• SET PROBLEM
Please arrange the data below, from its start through the line holding "[177,186,323,263]", inclusive, as a two-column CSV headed text and answer, with one row for each text-and-answer pair. Put each field in quotation marks and turn any line breaks within it into spaces.

A run of records:
--*--

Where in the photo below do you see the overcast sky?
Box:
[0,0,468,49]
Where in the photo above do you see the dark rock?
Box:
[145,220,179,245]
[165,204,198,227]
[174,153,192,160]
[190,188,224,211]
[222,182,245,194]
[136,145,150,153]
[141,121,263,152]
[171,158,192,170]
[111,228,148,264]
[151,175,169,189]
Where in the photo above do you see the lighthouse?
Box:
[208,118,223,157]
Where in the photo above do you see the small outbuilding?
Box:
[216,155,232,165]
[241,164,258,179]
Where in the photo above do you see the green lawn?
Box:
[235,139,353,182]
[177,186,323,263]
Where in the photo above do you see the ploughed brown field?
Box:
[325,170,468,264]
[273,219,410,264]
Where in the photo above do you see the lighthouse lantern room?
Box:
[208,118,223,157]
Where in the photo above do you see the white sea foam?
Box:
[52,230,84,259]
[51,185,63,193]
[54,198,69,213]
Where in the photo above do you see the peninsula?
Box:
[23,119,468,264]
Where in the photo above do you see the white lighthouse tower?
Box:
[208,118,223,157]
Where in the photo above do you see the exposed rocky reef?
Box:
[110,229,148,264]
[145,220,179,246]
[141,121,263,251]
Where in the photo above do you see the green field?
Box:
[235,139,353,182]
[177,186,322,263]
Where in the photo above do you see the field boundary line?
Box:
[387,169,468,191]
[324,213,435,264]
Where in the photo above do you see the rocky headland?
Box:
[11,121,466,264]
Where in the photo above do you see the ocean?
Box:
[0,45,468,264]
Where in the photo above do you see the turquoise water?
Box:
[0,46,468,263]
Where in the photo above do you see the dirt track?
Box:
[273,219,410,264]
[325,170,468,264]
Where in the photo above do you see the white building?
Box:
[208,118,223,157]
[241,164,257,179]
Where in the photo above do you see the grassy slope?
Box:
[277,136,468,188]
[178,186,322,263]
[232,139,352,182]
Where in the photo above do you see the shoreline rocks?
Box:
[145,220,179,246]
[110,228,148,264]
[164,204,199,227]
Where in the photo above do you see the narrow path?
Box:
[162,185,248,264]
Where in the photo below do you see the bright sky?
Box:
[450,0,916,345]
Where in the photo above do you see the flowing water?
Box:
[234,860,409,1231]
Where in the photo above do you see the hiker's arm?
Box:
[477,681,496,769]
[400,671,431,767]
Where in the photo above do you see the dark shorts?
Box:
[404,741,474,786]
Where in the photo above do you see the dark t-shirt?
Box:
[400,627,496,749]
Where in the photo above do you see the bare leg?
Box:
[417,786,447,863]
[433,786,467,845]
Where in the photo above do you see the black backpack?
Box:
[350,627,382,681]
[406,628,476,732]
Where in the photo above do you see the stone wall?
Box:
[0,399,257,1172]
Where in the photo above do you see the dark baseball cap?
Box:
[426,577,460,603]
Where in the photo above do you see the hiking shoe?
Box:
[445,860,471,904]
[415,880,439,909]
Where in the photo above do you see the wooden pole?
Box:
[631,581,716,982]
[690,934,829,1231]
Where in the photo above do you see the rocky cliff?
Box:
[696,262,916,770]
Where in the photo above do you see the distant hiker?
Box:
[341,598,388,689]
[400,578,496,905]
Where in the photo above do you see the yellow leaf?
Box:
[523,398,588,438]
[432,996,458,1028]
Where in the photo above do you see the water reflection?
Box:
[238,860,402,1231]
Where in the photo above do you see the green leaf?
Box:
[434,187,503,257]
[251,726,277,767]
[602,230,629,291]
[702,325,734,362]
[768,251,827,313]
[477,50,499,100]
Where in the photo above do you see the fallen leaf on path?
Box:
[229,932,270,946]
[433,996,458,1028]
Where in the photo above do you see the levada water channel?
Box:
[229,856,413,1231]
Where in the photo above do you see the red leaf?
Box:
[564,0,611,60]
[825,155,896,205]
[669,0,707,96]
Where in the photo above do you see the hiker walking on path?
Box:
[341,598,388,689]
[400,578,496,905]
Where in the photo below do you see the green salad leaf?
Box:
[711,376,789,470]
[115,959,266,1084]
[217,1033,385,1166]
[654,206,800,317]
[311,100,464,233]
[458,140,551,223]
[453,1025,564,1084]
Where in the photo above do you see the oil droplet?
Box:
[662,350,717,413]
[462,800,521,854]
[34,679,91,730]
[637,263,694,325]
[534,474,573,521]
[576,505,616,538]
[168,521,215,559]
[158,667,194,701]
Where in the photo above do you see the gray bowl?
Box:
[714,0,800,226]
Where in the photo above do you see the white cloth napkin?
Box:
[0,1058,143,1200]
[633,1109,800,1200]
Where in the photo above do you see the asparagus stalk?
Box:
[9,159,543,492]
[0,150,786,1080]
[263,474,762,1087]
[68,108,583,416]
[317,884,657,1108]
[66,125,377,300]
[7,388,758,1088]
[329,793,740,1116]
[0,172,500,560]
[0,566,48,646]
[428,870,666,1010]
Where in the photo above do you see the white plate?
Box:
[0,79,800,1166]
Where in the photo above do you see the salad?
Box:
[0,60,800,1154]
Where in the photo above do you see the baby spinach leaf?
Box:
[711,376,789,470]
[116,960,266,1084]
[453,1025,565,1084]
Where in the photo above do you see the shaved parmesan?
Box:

--*--

• FULL ANSWER
text,answer
"Where in the photo below do you see the overcast sky? Box:","[0,0,468,49]"
"Where in the photo above do you see the dark rock? Box:","[145,220,179,245] [165,204,198,227] [174,153,192,160] [190,188,224,211] [222,182,245,194] [136,145,150,153] [141,121,263,152] [171,158,192,170] [111,228,148,264] [151,175,169,189]"
"Where in the photo above do you see the lighthouse? Box:","[208,118,223,157]"
"Where in the photo above do you see the small outbuilding? Box:","[216,155,232,165] [241,164,258,179]"
"Where in the photo above do you see the green lawn? Box:","[235,139,353,182] [177,186,323,263]"